• _EXERCISE SET_
• 1. In the passage on Elder Nelson's upbringing, what song did his mother sing to him when he was weary or unwell?
• 2. Return the portion of the passage on Elder Nelson's upbringing from "Elder Nelson had" to "a personal note.", copied verbatim.

• _TEXT PROVIDED_

[Start of Attachment]

“My life was made sweet by my parents, Edna and Marion C. Nelson; my sisters, Marjory and Enid; and my brother, Robert,” said Elder Russell M. Nelson. “My parents were model parents, and with them the family always came first; it does with me and my wife too. In my childhood virtually every night was family home evening. Of course, there wasn’t television then, and family finances were limited, so we played games in the evening or read or sang.
“Mother was an accomplished musician. She was a noted singer when my father met her while on assignment as a reporter for the Deseret News. He was covering a Tabernacle Choir concert in which my mother was a guest soloist. He was immediately impressed with her, and theirs was a storybook romance. While my parents may have had differences of opinion, as children we were never aware of any. They always supported each other, and we learned early that we couldn’t play one against the other.”
Elder Nelson remembers “how beautifully Mother sang to me whenever I was weary or not feeling well. She would cuddle me close to her and sing ‘Carry Me Back to Old Virginny.’ To this day I can hardly sing that song without getting a lump in my throat because of its special significance. Mother taught me how to pray, and she listened patiently to my nightly prayers.
“Daddy had a little morning ritual of coming into our rooms and singing this verse to us: ‘Up! Up! The sun is up. The dew is on the grass.’ It was always good to hear his voice, even when I was not too keen on getting up.
“One of the first things my parents acquired for their home was a piano. Mother sent me for piano lessons. But at about age ten, I decided that I would rather work in my dad’s office than sit long hours practicing the piano. Much to Mother’s dismay, I terminated her plans for my musical career. Of course I have lived to regret that shortsighted action. I have since spent many hours trying to teach myself to play the piano and the organ. I believe my deceased mother would be happy knowing that I now play the organ at the regular meetings of the General Authorities in the temple.”
Working as an errand boy in his father’s advertising business, Elder Nelson says that he learned to appreciate both the value of work and the people he met. His father had built his advertising business with the hope that his sons would join him. When Elder Nelson decided to become a doctor, his father may have been “somewhat disappointed.”
Elder Nelson had found that he had “a flair for the exact sciences—mathematics, chemistry, and physics. I did well in those subjects, and I reasoned that through medicine I could couple the exact sciences with my desire to serve other people. When my father learned of my plans, he was very supportive and said, ‘Well, if you want to do it, be the best.’”
From his parents Elder Nelson feels that he “learned to love and to be concerned about other people. Even today my father, who is now eighty-eight years old, is an example to me of a loving and caring person. I don’t know which came first, his love for other people or his work in the advertising and public relations field, but certainly the two aided each other. He always emphasized the importance of learning people’s names and extending little courtesies—a birthday card, a get-well card, a personal note.

[End of Attachment]

• _THE DATA_
[Start of Attachment]

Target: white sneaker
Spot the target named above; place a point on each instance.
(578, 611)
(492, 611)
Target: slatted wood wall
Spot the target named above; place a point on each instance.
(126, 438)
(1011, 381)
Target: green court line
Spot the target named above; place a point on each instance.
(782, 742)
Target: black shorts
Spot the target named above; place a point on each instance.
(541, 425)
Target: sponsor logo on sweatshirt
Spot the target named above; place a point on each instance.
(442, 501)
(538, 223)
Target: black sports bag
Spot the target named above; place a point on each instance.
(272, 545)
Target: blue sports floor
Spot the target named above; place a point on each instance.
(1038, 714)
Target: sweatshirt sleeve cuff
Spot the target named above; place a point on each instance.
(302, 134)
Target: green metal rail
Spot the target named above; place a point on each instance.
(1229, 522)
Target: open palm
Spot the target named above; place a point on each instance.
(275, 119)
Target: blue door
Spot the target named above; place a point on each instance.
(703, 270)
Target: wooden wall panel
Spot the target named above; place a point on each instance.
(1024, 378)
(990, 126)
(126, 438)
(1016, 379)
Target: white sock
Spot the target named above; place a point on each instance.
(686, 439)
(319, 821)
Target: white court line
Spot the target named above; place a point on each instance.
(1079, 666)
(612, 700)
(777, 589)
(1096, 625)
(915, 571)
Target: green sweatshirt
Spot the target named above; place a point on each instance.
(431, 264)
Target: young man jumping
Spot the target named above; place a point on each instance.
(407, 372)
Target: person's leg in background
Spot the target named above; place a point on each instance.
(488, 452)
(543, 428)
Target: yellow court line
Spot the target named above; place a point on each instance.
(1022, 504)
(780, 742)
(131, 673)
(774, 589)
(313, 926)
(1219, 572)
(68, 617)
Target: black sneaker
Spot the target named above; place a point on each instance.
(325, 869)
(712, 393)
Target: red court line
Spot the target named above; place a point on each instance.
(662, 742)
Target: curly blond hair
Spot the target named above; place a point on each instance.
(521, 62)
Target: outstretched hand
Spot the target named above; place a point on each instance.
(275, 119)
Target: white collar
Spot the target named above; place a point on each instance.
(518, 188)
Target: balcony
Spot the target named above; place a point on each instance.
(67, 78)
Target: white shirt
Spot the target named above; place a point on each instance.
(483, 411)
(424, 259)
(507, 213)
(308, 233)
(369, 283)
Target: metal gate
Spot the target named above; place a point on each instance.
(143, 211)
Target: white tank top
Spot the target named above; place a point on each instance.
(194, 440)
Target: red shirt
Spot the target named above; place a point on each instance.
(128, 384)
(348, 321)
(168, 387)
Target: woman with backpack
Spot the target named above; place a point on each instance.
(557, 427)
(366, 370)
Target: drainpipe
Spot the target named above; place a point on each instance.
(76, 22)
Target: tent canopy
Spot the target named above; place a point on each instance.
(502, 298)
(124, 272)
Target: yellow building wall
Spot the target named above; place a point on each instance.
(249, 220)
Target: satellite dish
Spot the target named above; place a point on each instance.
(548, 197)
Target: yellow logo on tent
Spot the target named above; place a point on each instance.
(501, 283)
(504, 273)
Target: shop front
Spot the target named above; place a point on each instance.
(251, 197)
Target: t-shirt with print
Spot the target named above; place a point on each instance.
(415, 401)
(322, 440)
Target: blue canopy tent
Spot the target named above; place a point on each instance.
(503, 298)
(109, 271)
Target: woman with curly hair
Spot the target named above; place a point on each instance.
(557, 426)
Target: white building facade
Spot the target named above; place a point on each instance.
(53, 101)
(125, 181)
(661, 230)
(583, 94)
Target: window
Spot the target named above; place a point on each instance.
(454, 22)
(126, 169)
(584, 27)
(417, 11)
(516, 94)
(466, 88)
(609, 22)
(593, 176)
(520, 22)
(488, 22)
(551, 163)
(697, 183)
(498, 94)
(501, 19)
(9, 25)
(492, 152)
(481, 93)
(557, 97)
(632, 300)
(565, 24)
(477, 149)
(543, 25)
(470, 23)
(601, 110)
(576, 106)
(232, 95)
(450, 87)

[End of Attachment]

• _SOLUTION LIST_
• 1. She sang "Carry Me Back to Old Virginny."

• 2.
Elder Nelson had found that he had “a flair for the exact sciences—mathematics, chemistry, and physics. I did well in those subjects, and I reasoned that through medicine I could couple the exact sciences with my desire to serve other people. When my father learned of my plans, he was very supportive and said, ‘Well, if you want to do it, be the best.’”
From his parents Elder Nelson feels that he “learned to love and to be concerned about other people. Even today my father, who is now eighty-eight years old, is an example to me of a loving and caring person. I don’t know which came first, his love for other people or his work in the advertising and public relations field, but certainly the two aided each other. He always emphasized the importance of learning people’s names and extending little courtesies—a birthday card, a get-well card, a personal note.